--- Task ---
Every entry needs to be printed exactly, please.

--- Data records ---
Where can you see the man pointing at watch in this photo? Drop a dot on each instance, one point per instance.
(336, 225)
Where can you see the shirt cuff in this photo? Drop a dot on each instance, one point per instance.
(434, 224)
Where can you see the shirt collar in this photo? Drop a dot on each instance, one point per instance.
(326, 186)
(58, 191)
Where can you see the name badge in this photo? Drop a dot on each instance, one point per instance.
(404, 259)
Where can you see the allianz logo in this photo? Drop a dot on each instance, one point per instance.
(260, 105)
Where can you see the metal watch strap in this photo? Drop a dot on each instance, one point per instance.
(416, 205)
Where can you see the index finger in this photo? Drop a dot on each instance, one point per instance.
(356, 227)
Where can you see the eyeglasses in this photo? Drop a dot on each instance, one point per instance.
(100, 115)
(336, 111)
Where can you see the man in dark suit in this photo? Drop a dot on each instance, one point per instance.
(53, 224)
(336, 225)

--- Solution for this task ---
Where can you see the man pointing at watch in this photo? Drop a dot on each instance, one point per instance.
(336, 225)
Where can you see the shirt cuff in this photo? Drop a dot on each instance, one point per instance.
(434, 224)
Where can you see the shirt collar in this photo? Drop a dot on each instance, one point per instance.
(326, 186)
(58, 191)
Where can you see the name badge in this photo? Drop a dot on each instance, one point per instance.
(404, 259)
Where can you see the allianz logo in this photo? Drop a dot on each instance, one point per instance.
(260, 105)
Where can you see the metal watch strap in this photo? Drop a dot on each instance, one point per instance.
(416, 205)
Where can you see the index finger in this photo? Drop a dot on each instance, one point per instance.
(356, 227)
Where can you see the eyeglasses in this photo? Drop a dot on each instance, one point per instance.
(100, 115)
(336, 111)
Where can you see the man in dark suit in this photo? Drop a dot on each instance, one point per instance.
(53, 224)
(336, 225)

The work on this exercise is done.